> RECORDS PROVIDED:
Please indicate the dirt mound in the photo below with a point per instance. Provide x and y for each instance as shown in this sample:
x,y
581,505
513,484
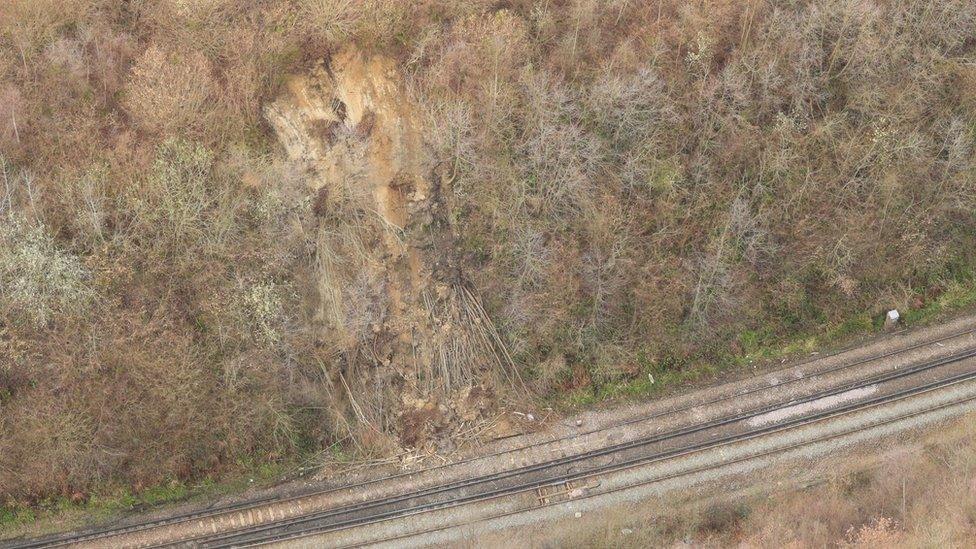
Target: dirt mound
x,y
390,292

> AIM OF THE EXERCISE:
Reproduce every line of the records above without any changes, leaving out the pictures.

> CORRECT OUTPUT:
Please indicate the dirt mound in the photo below with a point per instance. Provide x and y for each instance as shown in this sample:
x,y
581,505
513,484
Target: dirt mound
x,y
390,292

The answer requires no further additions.